Directions for this task: Number of lines below with "copper": work it out and reply with that number only.

Extracted data:
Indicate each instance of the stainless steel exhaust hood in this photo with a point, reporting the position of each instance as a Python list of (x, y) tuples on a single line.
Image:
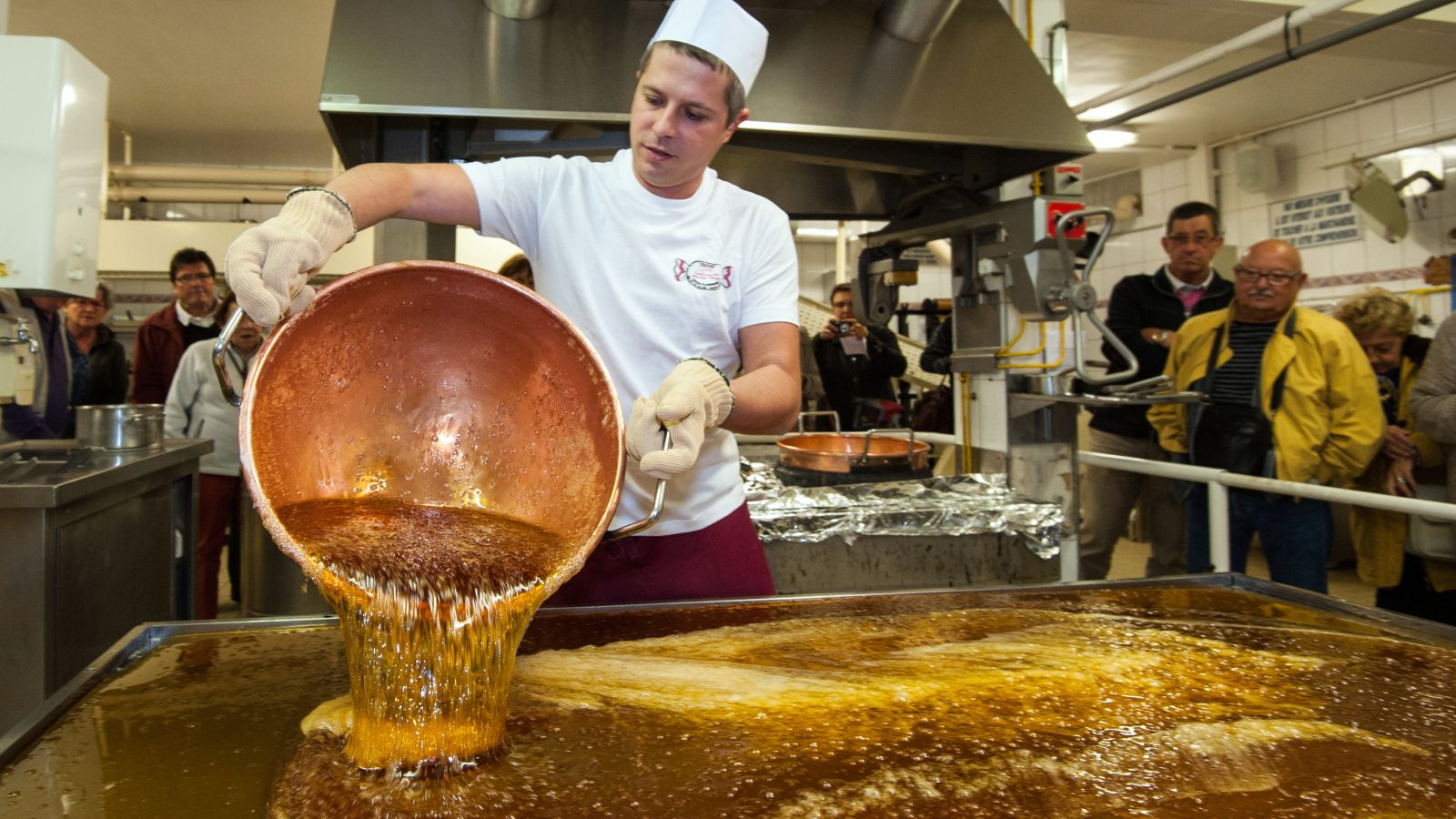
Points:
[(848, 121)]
--
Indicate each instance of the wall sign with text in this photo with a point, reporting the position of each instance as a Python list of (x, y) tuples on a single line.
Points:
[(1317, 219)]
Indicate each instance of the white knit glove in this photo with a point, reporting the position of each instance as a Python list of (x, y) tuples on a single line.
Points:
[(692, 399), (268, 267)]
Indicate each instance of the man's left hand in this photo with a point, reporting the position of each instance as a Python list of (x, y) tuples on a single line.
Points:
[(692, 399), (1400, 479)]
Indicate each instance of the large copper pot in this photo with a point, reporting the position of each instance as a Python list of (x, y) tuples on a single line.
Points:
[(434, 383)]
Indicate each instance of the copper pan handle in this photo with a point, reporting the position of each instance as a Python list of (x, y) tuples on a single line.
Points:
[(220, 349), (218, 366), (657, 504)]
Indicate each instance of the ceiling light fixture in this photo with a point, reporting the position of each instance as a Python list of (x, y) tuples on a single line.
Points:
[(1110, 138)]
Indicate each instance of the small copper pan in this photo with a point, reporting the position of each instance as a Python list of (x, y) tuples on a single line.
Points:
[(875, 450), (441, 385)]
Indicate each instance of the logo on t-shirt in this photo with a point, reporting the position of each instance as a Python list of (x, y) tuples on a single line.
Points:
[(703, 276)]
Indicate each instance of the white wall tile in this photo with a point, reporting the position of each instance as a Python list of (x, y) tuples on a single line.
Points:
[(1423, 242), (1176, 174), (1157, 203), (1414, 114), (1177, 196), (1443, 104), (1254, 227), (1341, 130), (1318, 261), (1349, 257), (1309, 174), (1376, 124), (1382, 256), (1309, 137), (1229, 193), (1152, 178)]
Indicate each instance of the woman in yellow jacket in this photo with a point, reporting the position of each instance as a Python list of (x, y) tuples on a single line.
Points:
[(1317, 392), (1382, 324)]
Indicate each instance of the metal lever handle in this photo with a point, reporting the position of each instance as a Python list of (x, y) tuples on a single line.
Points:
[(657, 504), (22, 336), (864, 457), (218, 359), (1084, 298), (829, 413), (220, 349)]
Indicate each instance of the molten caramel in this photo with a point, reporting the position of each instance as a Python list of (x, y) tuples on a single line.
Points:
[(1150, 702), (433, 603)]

Task response: 3